## TASK PROMPT
Could you output exactly the lines from the one containing "Give bounding boxes for dirt" through the end of the records below, and nothing more?

----

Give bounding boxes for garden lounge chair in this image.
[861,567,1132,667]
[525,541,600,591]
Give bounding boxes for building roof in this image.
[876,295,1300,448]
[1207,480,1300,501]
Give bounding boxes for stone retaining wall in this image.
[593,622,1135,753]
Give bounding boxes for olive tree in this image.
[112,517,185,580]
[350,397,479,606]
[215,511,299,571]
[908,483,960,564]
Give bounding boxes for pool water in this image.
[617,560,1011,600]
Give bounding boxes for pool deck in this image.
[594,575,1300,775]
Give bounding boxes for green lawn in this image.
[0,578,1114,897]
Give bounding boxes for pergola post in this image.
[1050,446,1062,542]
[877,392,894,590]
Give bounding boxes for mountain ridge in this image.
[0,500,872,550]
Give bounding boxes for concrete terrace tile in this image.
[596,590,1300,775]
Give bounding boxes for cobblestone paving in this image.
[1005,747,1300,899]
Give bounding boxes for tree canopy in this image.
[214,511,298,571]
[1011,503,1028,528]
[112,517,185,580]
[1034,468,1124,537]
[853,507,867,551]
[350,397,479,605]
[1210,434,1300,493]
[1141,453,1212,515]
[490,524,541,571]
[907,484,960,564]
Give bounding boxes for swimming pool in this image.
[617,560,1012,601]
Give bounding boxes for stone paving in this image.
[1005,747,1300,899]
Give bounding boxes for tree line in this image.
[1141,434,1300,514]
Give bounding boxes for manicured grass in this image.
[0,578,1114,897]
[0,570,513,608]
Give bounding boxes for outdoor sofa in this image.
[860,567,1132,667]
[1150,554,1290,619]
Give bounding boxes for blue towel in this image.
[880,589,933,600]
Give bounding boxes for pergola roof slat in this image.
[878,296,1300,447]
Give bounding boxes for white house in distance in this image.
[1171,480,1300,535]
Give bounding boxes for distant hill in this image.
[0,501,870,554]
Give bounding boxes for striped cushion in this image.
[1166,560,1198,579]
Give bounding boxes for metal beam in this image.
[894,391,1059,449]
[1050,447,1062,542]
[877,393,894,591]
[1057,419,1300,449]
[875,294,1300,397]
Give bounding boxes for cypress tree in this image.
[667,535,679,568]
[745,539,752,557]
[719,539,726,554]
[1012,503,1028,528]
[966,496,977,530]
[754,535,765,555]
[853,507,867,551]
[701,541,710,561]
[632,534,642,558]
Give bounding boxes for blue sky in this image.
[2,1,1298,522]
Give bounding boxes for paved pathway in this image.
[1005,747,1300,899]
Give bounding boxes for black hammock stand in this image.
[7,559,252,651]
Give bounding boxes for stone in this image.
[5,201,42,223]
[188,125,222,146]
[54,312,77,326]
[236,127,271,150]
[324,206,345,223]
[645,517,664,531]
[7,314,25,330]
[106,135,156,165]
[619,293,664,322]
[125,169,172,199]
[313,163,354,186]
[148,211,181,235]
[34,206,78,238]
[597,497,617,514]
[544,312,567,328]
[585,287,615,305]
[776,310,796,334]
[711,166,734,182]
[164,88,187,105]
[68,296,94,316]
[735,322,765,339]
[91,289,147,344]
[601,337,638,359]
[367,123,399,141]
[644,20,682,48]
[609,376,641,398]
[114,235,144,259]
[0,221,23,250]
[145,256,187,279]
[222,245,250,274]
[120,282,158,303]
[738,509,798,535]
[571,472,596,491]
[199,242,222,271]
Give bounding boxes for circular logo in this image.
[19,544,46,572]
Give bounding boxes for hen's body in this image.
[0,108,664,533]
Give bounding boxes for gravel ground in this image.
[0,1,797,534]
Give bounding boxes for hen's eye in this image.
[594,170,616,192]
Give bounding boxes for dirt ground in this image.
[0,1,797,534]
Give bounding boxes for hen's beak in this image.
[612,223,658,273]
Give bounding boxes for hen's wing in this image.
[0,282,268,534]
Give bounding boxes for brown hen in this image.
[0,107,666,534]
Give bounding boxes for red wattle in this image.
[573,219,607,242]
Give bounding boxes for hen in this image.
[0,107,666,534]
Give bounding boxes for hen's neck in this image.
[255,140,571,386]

----

## WRITTEN ANSWER
Give bounding boxes for dirt ground in this image.
[0,1,797,534]
Give bounding boxes for hen's beak in this image.
[612,223,658,273]
Give bounding boxes for hen's wing in this image.
[0,282,268,534]
Give bounding boxes for brown hen in this image.
[0,107,666,534]
Give bounding boxes for red wattle in this image.
[573,219,607,242]
Give bounding boxes for hen in this image.
[0,107,666,534]
Give bounding boxes for hen's neck in this image.
[255,140,571,386]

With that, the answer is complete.